(What this task involves): Copy the data from the line containing "Subject: ceramic lamp base" up to and including the line containing "xmin=252 ymin=123 xmax=292 ymax=173", keeping the requests, and add 4 to every bounding box coordinate in the answers. Leave the sample coordinates inside the requests unchanged.

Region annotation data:
+ + + + + + +
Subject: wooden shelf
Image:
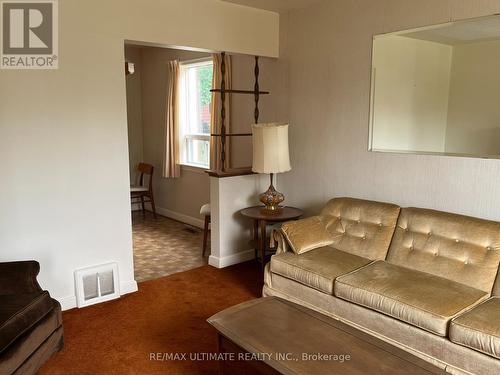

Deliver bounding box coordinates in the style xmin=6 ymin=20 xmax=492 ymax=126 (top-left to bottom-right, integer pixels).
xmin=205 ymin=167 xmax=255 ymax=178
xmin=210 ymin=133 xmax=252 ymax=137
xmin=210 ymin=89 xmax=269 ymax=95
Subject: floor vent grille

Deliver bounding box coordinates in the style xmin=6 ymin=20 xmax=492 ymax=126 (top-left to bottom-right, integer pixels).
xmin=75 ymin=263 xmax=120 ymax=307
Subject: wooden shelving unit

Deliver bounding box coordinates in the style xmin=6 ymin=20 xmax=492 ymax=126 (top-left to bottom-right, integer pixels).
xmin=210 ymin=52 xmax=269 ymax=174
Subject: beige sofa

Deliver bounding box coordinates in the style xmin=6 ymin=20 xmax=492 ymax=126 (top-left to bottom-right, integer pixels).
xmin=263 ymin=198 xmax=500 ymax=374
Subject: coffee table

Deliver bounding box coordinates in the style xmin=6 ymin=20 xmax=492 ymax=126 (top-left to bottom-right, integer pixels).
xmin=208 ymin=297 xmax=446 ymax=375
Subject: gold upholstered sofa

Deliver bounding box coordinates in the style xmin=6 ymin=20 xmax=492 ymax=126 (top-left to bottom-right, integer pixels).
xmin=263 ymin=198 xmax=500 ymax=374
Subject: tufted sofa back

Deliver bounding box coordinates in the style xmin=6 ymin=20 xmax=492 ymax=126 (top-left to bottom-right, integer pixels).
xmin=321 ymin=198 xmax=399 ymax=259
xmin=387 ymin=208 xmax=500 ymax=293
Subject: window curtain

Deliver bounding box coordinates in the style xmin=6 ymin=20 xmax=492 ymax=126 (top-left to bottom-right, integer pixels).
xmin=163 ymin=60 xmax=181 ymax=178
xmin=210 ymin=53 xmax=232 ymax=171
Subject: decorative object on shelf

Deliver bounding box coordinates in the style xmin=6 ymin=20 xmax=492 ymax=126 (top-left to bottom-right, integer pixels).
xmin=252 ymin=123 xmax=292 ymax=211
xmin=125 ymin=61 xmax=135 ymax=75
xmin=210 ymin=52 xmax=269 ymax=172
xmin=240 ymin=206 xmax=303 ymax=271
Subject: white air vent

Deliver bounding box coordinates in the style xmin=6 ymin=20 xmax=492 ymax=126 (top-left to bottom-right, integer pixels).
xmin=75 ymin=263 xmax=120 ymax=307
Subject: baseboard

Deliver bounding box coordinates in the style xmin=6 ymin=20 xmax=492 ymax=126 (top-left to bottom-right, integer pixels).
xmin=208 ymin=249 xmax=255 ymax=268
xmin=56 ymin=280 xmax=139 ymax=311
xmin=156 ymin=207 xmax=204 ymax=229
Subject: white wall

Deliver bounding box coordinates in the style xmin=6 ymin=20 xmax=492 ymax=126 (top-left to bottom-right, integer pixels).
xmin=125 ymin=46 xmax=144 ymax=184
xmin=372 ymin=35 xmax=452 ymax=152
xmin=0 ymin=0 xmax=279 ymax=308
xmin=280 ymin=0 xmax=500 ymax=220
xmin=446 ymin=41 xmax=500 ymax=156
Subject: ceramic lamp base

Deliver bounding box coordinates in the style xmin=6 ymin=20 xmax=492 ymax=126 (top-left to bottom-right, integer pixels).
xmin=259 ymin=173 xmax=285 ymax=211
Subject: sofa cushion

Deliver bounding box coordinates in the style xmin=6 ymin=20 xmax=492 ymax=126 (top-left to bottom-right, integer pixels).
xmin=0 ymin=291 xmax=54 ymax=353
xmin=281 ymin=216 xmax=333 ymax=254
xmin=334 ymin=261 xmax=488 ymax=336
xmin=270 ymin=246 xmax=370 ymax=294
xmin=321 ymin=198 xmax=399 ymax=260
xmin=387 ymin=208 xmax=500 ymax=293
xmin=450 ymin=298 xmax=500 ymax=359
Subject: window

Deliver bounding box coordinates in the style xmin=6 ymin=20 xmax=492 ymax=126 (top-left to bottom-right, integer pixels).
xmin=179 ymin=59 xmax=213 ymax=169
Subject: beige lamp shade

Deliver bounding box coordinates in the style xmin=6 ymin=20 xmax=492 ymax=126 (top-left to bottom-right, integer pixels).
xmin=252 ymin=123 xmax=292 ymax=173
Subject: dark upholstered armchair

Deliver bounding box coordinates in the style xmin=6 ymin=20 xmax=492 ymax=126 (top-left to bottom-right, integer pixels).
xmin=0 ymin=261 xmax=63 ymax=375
+ + + + + + +
(The response):
Subject: ceramic lamp base

Deliver bounding box coordinates in the style xmin=6 ymin=20 xmax=492 ymax=126 (top-left to bottom-right, integer pixels).
xmin=263 ymin=177 xmax=289 ymax=215
Subject: sofa cushion

Deliver bounding box coordinates in the style xmin=6 ymin=20 xmax=492 ymax=126 (top-left to bottom-right, integer pixels).
xmin=4 ymin=295 xmax=58 ymax=357
xmin=285 ymin=220 xmax=337 ymax=258
xmin=338 ymin=265 xmax=492 ymax=340
xmin=274 ymin=250 xmax=374 ymax=298
xmin=325 ymin=202 xmax=403 ymax=264
xmin=391 ymin=212 xmax=504 ymax=297
xmin=454 ymin=302 xmax=504 ymax=363
Subject: window

Deliver bounding box coordinates in the style xmin=6 ymin=20 xmax=492 ymax=126 (top-left to bottom-right, integer pixels).
xmin=183 ymin=63 xmax=217 ymax=173
Subject: beige lamp shade

Deliver bounding box coordinates in the style xmin=6 ymin=20 xmax=492 ymax=126 (top-left to bottom-right, integer pixels).
xmin=256 ymin=127 xmax=296 ymax=177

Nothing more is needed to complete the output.